= Source data =
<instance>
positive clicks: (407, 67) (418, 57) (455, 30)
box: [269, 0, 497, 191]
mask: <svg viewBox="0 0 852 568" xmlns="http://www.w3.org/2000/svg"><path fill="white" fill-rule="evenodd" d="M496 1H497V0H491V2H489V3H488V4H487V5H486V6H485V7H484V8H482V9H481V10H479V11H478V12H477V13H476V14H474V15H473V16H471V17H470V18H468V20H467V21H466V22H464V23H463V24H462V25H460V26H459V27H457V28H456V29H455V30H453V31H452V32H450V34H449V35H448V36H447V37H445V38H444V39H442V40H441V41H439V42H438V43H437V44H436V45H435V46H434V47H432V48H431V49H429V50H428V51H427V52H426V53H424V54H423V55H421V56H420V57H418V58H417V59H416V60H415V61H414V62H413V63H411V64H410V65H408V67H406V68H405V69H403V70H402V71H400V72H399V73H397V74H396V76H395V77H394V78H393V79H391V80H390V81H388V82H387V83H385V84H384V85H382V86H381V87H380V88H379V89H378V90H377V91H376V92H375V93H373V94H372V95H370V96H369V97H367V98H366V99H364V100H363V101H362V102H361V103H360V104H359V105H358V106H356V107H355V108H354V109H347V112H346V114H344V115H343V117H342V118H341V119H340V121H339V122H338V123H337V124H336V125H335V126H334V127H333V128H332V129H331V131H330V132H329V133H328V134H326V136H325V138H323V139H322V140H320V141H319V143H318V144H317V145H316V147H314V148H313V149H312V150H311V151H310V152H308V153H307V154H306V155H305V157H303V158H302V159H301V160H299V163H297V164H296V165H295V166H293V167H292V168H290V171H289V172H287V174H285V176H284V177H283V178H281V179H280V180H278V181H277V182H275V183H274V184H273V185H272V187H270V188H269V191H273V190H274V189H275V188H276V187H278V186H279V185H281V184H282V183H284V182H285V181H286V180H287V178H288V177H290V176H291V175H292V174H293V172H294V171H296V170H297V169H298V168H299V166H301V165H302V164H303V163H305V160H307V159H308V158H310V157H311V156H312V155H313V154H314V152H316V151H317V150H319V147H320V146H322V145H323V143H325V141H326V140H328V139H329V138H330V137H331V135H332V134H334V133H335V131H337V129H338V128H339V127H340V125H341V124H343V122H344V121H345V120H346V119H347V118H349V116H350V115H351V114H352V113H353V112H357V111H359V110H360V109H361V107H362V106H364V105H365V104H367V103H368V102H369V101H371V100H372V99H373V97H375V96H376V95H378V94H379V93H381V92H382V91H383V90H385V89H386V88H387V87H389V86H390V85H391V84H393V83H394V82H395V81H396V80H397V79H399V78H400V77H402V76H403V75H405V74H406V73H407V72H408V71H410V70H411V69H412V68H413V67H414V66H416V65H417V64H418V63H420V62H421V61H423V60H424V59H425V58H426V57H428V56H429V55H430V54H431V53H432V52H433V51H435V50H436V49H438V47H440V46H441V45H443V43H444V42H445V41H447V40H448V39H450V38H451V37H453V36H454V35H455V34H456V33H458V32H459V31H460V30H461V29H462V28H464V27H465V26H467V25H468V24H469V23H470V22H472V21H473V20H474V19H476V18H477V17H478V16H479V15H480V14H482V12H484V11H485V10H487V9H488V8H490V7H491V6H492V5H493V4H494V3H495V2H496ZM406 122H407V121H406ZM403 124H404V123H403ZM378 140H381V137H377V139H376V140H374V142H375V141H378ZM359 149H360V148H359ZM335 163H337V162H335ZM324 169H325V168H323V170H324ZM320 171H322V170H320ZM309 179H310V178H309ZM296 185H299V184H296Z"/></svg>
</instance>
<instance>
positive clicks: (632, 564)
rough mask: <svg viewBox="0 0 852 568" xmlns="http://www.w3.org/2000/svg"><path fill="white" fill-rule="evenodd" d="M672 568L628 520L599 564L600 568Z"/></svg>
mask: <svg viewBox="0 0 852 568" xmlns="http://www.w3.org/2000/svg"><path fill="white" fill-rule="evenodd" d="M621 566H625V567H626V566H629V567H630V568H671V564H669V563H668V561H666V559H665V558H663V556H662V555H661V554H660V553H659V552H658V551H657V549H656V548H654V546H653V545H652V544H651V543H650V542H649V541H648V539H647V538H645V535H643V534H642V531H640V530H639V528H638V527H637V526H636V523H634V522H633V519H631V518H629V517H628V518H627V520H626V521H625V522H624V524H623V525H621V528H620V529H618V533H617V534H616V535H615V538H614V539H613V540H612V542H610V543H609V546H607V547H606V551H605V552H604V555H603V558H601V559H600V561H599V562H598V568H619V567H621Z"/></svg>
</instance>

= The problem =
Search the data above for the word "positive", then gather each line in which it appears.

= Output of the exercise =
positive clicks: (407, 67) (418, 57) (455, 30)
positive clicks: (632, 564)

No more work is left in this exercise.